Update the material below by changing every "biggest circle" to "largest circle" and keeping everything else the same. Leave the pictures out of your answer.

# Start of RECORDS TO USE

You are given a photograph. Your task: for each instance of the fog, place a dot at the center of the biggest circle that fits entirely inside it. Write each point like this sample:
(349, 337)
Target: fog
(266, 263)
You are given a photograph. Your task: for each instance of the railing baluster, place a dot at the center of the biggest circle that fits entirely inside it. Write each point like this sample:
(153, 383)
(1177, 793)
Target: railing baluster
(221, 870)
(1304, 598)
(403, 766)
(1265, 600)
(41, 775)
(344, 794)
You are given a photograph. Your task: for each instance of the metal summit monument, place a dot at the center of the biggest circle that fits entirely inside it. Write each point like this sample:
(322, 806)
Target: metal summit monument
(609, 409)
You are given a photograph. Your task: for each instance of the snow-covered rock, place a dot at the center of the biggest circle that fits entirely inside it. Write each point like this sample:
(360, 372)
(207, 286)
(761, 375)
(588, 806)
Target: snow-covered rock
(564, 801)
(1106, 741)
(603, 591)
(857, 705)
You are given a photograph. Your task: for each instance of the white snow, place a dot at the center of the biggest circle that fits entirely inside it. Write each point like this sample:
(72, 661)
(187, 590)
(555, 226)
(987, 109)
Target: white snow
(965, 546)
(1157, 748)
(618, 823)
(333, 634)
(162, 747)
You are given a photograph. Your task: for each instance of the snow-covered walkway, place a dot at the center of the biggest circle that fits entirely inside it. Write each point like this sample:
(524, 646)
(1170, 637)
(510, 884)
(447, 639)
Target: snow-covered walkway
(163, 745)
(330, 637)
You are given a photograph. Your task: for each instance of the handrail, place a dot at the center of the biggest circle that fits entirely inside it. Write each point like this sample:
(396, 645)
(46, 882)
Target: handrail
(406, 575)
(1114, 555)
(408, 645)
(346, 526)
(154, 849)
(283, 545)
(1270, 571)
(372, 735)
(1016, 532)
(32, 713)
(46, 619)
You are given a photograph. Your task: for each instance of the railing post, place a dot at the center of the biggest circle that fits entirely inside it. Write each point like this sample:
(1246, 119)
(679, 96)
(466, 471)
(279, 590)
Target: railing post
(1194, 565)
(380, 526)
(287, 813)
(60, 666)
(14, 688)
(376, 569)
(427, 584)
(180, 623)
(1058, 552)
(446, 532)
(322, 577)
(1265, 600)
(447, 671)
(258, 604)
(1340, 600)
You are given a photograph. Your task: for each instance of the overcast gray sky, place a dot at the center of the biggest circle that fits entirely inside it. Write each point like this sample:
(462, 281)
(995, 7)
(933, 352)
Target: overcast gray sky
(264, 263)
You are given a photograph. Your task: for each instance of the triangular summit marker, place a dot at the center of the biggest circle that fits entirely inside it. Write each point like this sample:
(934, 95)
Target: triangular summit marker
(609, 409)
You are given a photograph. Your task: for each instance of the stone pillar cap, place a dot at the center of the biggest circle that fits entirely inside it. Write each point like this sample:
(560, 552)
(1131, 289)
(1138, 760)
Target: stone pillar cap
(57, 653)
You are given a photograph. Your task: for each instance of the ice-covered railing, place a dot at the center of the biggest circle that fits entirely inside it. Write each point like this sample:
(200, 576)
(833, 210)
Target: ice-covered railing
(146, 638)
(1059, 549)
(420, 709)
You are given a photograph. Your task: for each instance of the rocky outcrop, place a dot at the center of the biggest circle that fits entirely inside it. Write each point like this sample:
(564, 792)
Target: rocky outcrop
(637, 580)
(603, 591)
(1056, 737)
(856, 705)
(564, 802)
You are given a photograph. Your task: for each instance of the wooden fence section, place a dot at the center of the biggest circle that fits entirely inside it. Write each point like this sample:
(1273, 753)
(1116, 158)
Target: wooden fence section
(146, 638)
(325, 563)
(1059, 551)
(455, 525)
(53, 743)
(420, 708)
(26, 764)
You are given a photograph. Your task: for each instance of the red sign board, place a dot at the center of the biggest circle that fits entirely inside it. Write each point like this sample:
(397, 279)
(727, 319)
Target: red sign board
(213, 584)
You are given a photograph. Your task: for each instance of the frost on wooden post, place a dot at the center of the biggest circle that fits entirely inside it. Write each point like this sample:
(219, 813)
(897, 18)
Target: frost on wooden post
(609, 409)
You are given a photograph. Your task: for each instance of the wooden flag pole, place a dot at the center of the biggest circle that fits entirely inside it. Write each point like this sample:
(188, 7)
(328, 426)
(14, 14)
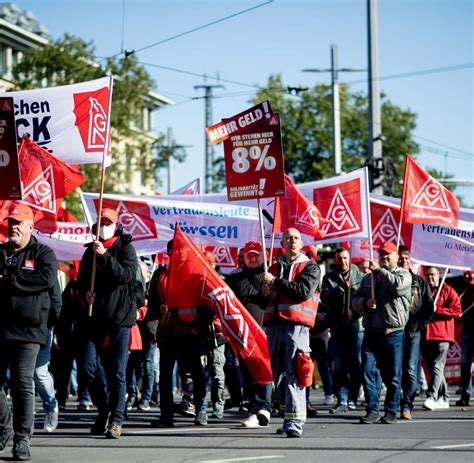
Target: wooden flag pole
(440, 287)
(262, 235)
(101, 192)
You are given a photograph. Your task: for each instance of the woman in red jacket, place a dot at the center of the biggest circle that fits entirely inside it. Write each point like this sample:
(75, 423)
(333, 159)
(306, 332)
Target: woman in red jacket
(439, 335)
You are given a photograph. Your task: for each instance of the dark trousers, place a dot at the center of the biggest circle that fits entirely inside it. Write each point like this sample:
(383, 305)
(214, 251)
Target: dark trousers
(21, 358)
(107, 393)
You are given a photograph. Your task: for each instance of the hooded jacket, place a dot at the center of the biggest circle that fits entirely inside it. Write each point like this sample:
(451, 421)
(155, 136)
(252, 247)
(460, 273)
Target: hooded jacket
(27, 276)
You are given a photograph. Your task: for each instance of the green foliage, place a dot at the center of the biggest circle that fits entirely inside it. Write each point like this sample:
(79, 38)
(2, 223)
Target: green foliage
(69, 60)
(307, 132)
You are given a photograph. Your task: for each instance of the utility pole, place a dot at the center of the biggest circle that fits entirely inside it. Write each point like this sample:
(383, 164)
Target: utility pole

# End of RECORDS TO USE

▶ CORRECT RESULT
You are given a photograph. Your task: for each instance of the fog, place a dot at the center of the largest circle that fits entirely inside it. Write each point like this sample:
(349, 337)
Target: fog
(266, 263)
You are given a photograph. Your task: for each instance of the railing baluster, place a dot at the center of the largest circle that fits entirely inside it. Write each point like this sample:
(153, 383)
(1177, 793)
Target: railing baluster
(221, 870)
(1304, 598)
(403, 766)
(1265, 600)
(41, 775)
(344, 794)
You are given a photograph. Your task: for each instance of the metal summit monument, place a dot at the center of the largest circle that fits entirely inside it. Write each point like this sample:
(322, 806)
Target: metal summit monument
(609, 409)
You are given a photograph. Your task: for each instance of the snow-covered rock, place a dot at the center of the largest circle that fits entirely inside it. Write each point like this sample:
(360, 372)
(207, 286)
(761, 375)
(588, 806)
Target: snow-covered rock
(564, 801)
(1106, 741)
(603, 591)
(857, 705)
You are given a photograph. Your task: for each instance of the white snow, place a dot at the center of the largest circle that fits entirely inside it. Write each point like this sample:
(72, 661)
(187, 590)
(555, 226)
(987, 109)
Target: white snow
(965, 546)
(1157, 748)
(618, 823)
(333, 634)
(162, 747)
You are given a photograph. Your task: for each instance of the snow-covered walkway, place a dot at the center of the largest circle that fits entirely inside it. Write each point like this sample:
(524, 646)
(1170, 637)
(510, 884)
(447, 639)
Target: snow-covered walkway
(163, 745)
(330, 637)
You are given a photograph. Your task: for each instance of the handrail, place a dot at the center of the largest circle that fits entirely inside it. Write each point like this sample:
(396, 645)
(46, 882)
Target: handrail
(406, 575)
(1114, 555)
(408, 645)
(346, 526)
(154, 849)
(283, 545)
(1270, 571)
(372, 735)
(1016, 532)
(32, 713)
(46, 619)
You are given a photograph. Your task: for each instance of the railing post, place a dot at the center of the largest circle that fits entirely inside it. Write each point like this sample:
(1246, 119)
(679, 96)
(466, 471)
(279, 590)
Target: railing post
(1194, 565)
(380, 526)
(287, 813)
(60, 666)
(14, 688)
(376, 569)
(427, 584)
(180, 623)
(1058, 552)
(446, 532)
(322, 577)
(1265, 600)
(447, 671)
(258, 604)
(1340, 600)
You are given a photograph. Your task: for each instance of the overcast gray sky, place a dot at the center of the largest circle that fits entirely inside it. Write each point like this sample:
(462, 281)
(995, 7)
(933, 352)
Target: overcast gray sky
(264, 263)
You are given a photograph. Your task: for each instance of the triangular summit marker, place a dot at the center of the largest circle that fits entirely inside it. Write each point like this sample:
(934, 95)
Target: triangular summit marker
(609, 409)
You are given a photograph. Your task: for each instance of the stone pillar cap, place a dot at the center of the largest circle that fits entirely inside it. Write each point like this sample:
(560, 552)
(1131, 289)
(1138, 760)
Target: stone pillar cap
(57, 653)
You are given a photograph. Your task: for each instance of the ice-covered railing, place a dot at the center of the largest circle that fits entirely inside it. Write each point like this sample:
(200, 576)
(833, 210)
Target: ice-covered railing
(146, 638)
(1059, 549)
(420, 709)
You are given a photograph. Your task: for each instance of the rocky outcrop, place a dot at the center of the largest circle that fits entirely inside it. Write each point like this sample:
(564, 792)
Target: rocky outcrop
(637, 580)
(603, 591)
(1056, 737)
(856, 705)
(564, 802)
You are given a photograph. Your task: for each instance of the wooden fence section, place a dot at the center of the largest circle that fits entirely inside it. Write each point like this sample:
(1273, 753)
(1116, 158)
Target: wooden fence section
(146, 638)
(325, 563)
(1059, 551)
(455, 525)
(53, 743)
(420, 708)
(26, 764)
You are given a photograph. Your task: for each instance of the red sign board, place a dot at the center of the largest circle that fits entirely inside it. Write each point like this sample:
(397, 279)
(727, 319)
Target: red sign board
(213, 584)
You are given a photograph. Your task: for each instance of the frost on wooden post, place a dot at the center of the largest circle that fits entirely inside it. Write each point like this sample:
(219, 813)
(897, 18)
Target: frost on wooden post
(609, 409)
You are given a photograph. Your task: for each instance of the wooden flag pole, place a dot at the center of the largest circle that fits entirely inside it. Write each point like this sample:
(188, 7)
(328, 426)
(14, 14)
Target: wooden flag pole
(440, 287)
(262, 235)
(101, 192)
You are given a photograph. Your task: for each instance of the woman in red jacket, place a dot at the center of the largest circle that fits entirely inside it. Write each point like this sample:
(75, 423)
(333, 159)
(306, 332)
Target: woman in red jacket
(439, 335)
You are given a photograph. Your task: for each instance of the dark trousers, place a dot at the center of the largest circle that fits entirely inside it. Write each point like this sample:
(383, 305)
(214, 251)
Target: dark trousers
(21, 358)
(107, 393)
You are given a photograph. Your task: for each instance of the hooded jacket, place a dot at the center of the largest circle that fits entirely inside it. Write each point like this sample:
(451, 421)
(155, 136)
(252, 247)
(460, 273)
Target: hooded jacket
(27, 276)
You are given a photograph. Your task: for each instance of the green foliage, place a dot at the center of the largest circle that fits entirely inside it. Write each point like this sample:
(79, 38)
(2, 223)
Target: green foliage
(69, 60)
(307, 132)
You are given a photograph. Your task: for each instance of the utility pole, place a dot at the center of the largest circle that fits entirely inside it. Write each point like this sample:
(383, 164)
Target: utility pole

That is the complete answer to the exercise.